:: Text block ::

Saim Safdar from the Cloud Native Islamabad community generously invited me to his channel to conduct a Kubernetes 101 workshop. However, as often happens, I found myself pulled in a slightly different direction:

What if you don't start with Pods, Deployments, and Services and instead take a step back and look at how things were done in the past with good old VMs? Can it help you understand Kubernetes faster and deeper?

Below, I present a more polished version of the workshop, enriched with illustrations and runnable examples. You can experiment with these examples directly in your browser on labs.iximiuz.com.

Intro

Today, there are numerous "easy" options for deploying web apps, including:

  • Heroku
  • Vercel & Netlify
  • Cloud Foundry
  • fly.io (my personal favorite)
  • AWS Lambda, Azure Functions,
  • AWS App Runner, Google Cloud Run, etc.

You take a piece of code, push it as-is to a highly managed runtime environment, and call it a day.

:: Entries ::
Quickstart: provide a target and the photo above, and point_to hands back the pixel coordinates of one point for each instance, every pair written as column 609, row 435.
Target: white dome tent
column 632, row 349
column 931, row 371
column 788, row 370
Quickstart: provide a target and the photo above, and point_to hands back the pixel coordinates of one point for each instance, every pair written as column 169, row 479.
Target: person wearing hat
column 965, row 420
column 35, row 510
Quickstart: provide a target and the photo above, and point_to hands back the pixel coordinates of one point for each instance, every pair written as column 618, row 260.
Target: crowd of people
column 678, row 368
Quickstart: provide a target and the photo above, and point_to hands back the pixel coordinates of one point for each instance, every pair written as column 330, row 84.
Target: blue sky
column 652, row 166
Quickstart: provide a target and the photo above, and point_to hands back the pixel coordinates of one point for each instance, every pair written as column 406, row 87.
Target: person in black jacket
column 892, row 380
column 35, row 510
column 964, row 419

:: Task objective ::
From the text on learning Kubernetes, write out again the part that opens with the words containing "What if you" and closes with "browser on labs.iximiuz.com.", replacing "VMs" with "virtual machines".

:: Output for this task ::
What if you don't start with Pods, Deployments, and Services and instead take a step back and look at how things were done in the past with good old virtual machines? Can it help you understand Kubernetes faster and deeper?

Below, I present a more polished version of the workshop, enriched with illustrations and runnable examples. You can experiment with these examples directly in your browser on labs.iximiuz.com.